START SUPPLIED PASSAGE

William G. Pollard, nuclear physicist, Episcopal priest, and founder of Oak Ridge Associated Universities (ORAU), was a native of New York state. Pollard moved to Tennessee with his family at age twelve. He received his B.A. from the University of Tennessee in 1932, the same year he married his wife Marcella, and began a graduate fellowship at Rice University. He earned a Ph.D. in physics from Rice in 1935. He also received honorary doctorates in science, divinity, law, and humane letters from twelve colleges and universities.
Pollard began his career in 1936, serving on the physics department faculty at UT. In 1944 he undertook two years at Columbia University as a research scientist on the Manhattan Project and conducted research on the gaseous diffusion method of extracting uranium 235–the explosive in atomic bombs–from common uranium.
After the end of World War II, Pollard and his family returned to Tennessee, and a fellow physics professor at UT suggested to Pollard that university researchers in the Oak Ridge region have access to the federal government’s Oak Ridge National Laboratory. This idea sparked Pollard’s interest, and he headed a committee to investigate the possibility. He built the necessary support of both the federal government and fourteen southern schools to create the Oak Ridge Institute of Nuclear Studies (ORINS) in October 1946. He served as the organization’s executive director until his retirement in 1974.

END SUPPLIED PASSAGE
START INPUT DATA

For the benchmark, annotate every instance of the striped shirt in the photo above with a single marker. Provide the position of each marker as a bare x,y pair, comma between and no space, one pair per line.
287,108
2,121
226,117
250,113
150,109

END INPUT DATA

COMPLETE THE FOLLOWING:
1. In the biography of William G. Pollard, in what year did he earn his Ph.D. in physics from Rice University?
2. Transcribe the part of the Pollard biography that begins at the words "William G. Pollard, nuclear" and stops after the words "bombs–from common uranium.".

ANSWERS FOR EACH ITEM:
1. 1935

2.
William G. Pollard, nuclear physicist, Episcopal priest, and founder of Oak Ridge Associated Universities (ORAU), was a native of New York state. Pollard moved to Tennessee with his family at age twelve. He received his B.A. from the University of Tennessee in 1932, the same year he married his wife Marcella, and began a graduate fellowship at Rice University. He earned a Ph.D. in physics from Rice in 1935. He also received honorary doctorates in science, divinity, law, and humane letters from twelve colleges and universities.
Pollard began his career in 1936, serving on the physics department faculty at UT. In 1944 he undertook two years at Columbia University as a research scientist on the Manhattan Project and conducted research on the gaseous diffusion method of extracting uranium 235–the explosive in atomic bombs–from common uranium.